Records shown:
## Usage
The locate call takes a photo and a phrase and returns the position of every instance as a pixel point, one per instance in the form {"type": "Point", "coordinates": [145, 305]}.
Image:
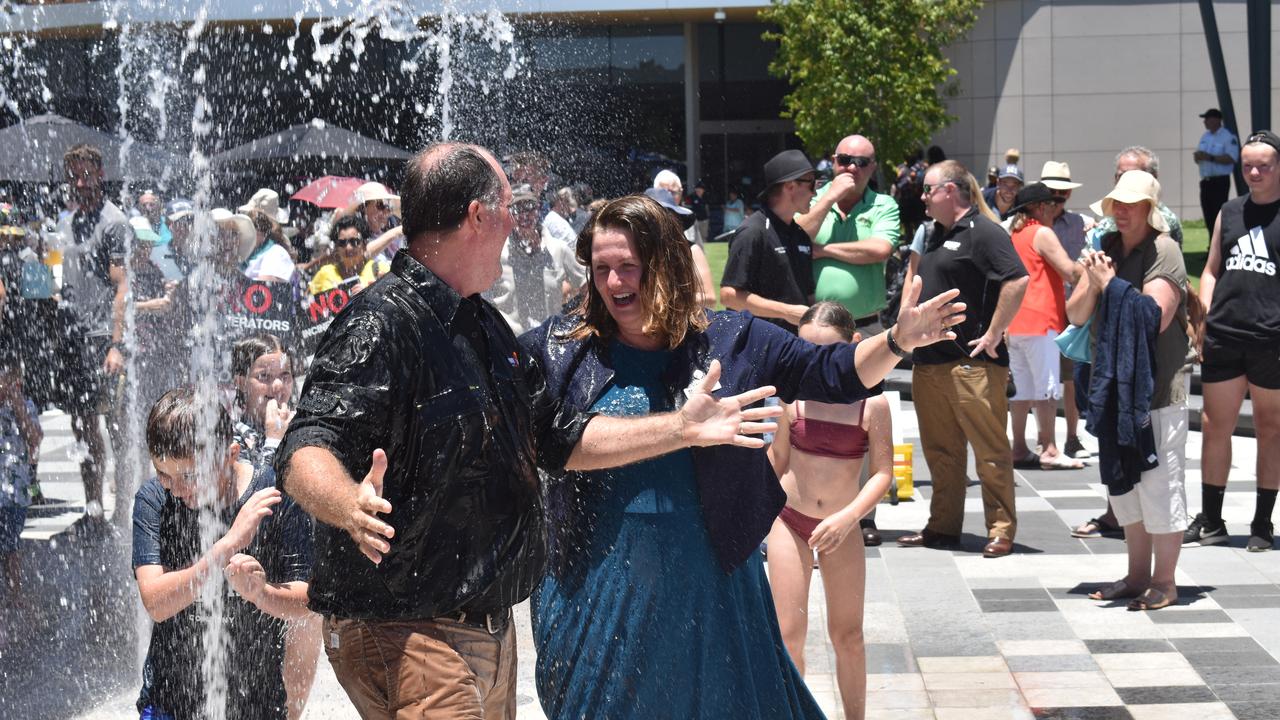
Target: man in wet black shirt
{"type": "Point", "coordinates": [420, 388]}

Work to do: Count how many lines in the items above contain the string "Point". Reply with only that number.

Solution to this exercise: 2